[Stored data entries]
************

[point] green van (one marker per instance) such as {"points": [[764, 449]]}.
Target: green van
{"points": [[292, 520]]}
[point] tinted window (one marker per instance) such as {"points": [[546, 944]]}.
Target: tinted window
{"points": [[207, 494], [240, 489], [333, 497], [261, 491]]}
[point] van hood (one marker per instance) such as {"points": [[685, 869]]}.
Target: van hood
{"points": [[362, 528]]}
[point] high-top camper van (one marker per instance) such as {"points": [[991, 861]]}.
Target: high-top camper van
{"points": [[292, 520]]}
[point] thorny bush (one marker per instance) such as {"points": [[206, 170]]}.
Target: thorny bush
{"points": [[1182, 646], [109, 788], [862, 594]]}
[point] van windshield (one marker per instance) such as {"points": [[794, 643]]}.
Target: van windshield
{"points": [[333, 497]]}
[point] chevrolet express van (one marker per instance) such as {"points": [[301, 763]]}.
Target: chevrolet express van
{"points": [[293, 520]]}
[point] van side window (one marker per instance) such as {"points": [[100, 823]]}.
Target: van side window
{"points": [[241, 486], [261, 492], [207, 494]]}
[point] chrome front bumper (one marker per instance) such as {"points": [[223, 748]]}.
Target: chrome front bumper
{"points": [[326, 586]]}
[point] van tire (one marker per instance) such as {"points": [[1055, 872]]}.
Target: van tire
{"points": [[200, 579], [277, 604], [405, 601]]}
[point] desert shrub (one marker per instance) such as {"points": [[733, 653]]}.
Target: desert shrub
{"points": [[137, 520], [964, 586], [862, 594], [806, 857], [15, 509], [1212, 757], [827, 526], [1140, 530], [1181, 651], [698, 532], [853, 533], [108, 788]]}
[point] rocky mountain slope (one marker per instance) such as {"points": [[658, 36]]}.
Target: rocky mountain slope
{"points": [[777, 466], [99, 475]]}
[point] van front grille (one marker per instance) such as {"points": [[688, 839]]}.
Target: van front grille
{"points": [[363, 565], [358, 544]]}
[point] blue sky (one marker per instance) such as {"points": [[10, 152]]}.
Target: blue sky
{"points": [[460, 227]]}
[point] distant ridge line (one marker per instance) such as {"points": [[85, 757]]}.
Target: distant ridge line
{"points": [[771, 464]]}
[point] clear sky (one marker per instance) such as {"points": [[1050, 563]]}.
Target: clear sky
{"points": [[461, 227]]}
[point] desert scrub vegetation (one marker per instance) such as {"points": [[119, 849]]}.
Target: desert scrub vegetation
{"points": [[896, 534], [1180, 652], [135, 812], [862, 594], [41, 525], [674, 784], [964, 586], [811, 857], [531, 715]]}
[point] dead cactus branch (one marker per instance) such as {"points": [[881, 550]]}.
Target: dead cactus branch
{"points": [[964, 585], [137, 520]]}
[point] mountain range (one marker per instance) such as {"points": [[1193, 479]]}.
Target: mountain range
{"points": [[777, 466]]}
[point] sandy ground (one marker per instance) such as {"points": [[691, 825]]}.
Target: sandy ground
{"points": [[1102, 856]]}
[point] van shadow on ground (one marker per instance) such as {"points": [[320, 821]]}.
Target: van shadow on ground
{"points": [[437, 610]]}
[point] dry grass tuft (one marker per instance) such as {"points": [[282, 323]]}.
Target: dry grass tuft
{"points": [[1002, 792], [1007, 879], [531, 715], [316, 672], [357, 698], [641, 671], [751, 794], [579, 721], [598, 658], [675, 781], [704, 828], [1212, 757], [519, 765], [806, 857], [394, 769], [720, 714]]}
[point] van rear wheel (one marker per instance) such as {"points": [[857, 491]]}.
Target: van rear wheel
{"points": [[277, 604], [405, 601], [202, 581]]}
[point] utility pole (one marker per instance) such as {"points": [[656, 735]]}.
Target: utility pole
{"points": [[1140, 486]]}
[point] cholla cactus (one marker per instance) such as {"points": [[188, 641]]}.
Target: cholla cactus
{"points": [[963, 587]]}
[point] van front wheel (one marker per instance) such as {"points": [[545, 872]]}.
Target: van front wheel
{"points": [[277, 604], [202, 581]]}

************

> Task instructions: Rewrite the listing above with "one marker per instance" swapped for "one point per object" in every entry. Keep everything else unchanged.

> Exercise response:
[point] green van (one point per object) such as {"points": [[764, 449]]}.
Target: green van
{"points": [[292, 520]]}
[point] tinted window (one point per object) such as {"points": [[546, 944]]}.
Target: tinted window
{"points": [[207, 494], [240, 489], [333, 497], [261, 491]]}
[point] van hood (one point per object) such as {"points": [[685, 869]]}.
Target: van hood
{"points": [[362, 528]]}
[point] high-top camper van (one point per object) such as {"points": [[991, 861]]}.
Target: high-top camper van
{"points": [[292, 520]]}
[point] thorny bush (one point per object) such as {"points": [[206, 170]]}.
Target: thorny bush
{"points": [[1182, 646], [109, 788], [862, 594]]}
[point] van windshield (one point per object) such as {"points": [[794, 643]]}.
Target: van windshield
{"points": [[333, 497]]}
[point] chevrolet express van (one point per object) such as {"points": [[301, 763]]}.
Target: chevrolet express van
{"points": [[293, 520]]}
[point] van side window (one point per object) such as {"points": [[100, 823]]}.
Target: van side window
{"points": [[241, 486], [261, 492], [207, 494]]}
[point] chrome front bumper (one point per object) such as {"points": [[223, 748]]}.
Target: chrome front bumper
{"points": [[326, 586]]}
[point] van tire (one point per object) such as {"points": [[1055, 872]]}.
Target: van tire
{"points": [[200, 579], [277, 604], [405, 601]]}
[point] desert shrub (one point per object) such as {"points": [[733, 653]]}.
Target: desert shrub
{"points": [[137, 520], [964, 586], [862, 594], [806, 857], [15, 509], [1212, 757], [827, 526], [1140, 530], [1181, 651], [698, 532], [853, 533], [108, 788]]}
[point] rocky mountain slope (one point per object) such as {"points": [[658, 36]]}.
Target: rocky mountain slope
{"points": [[777, 466], [99, 475]]}
[point] van front grille (one point per object) such as {"points": [[688, 839]]}.
Target: van front grille
{"points": [[363, 565], [358, 544]]}
[point] blue sky (one point per object) such as {"points": [[10, 152]]}.
Target: blue sky
{"points": [[460, 227]]}
[point] distant ridge line (one point per object) such as {"points": [[85, 757]]}.
Target: distant ridge line
{"points": [[771, 464]]}
[point] clear sky (one point per object) such as {"points": [[1050, 563]]}.
Target: clear sky
{"points": [[461, 227]]}
[point] desert scrub vegetation (one point per object) such as {"points": [[119, 849]]}.
Target: desert scrub vegetation
{"points": [[896, 534], [1180, 652], [135, 812], [862, 594], [41, 525], [674, 784], [964, 586], [811, 857], [531, 715]]}
[point] dead cactus branch (one point per object) such as {"points": [[881, 550]]}.
Target: dead cactus branch
{"points": [[964, 585], [137, 520]]}
[point] mountain range (one point per object) such as {"points": [[1193, 479]]}.
Target: mountain range
{"points": [[777, 466]]}
[point] sandy ground (one point per object) such as {"points": [[691, 825]]}.
Target: sandy ground
{"points": [[1102, 856]]}
[point] van shadow on ground (one point per object) such as {"points": [[320, 821]]}.
Target: van shadow on ground
{"points": [[437, 610]]}
[point] dry grass tuft (one point per object) such as {"points": [[282, 323]]}.
Target: dry grass tuft
{"points": [[1002, 792], [1007, 879], [531, 715], [316, 672], [357, 698], [641, 671], [751, 794], [579, 721], [598, 658], [675, 781], [704, 828], [1212, 757], [519, 765], [806, 857], [394, 769], [720, 714]]}
[point] van rear wheel (one point per object) such as {"points": [[857, 491]]}.
Target: van rear wheel
{"points": [[277, 604], [405, 601], [202, 581]]}
[point] utility pole (one point per object) such as {"points": [[656, 735]]}.
Target: utility pole
{"points": [[1140, 486]]}
[point] cholla cactus (one point per object) such as {"points": [[188, 641]]}.
Target: cholla cactus
{"points": [[963, 587]]}
[point] van front wheel (one point per object) such as {"points": [[545, 872]]}.
Target: van front wheel
{"points": [[277, 604], [202, 581]]}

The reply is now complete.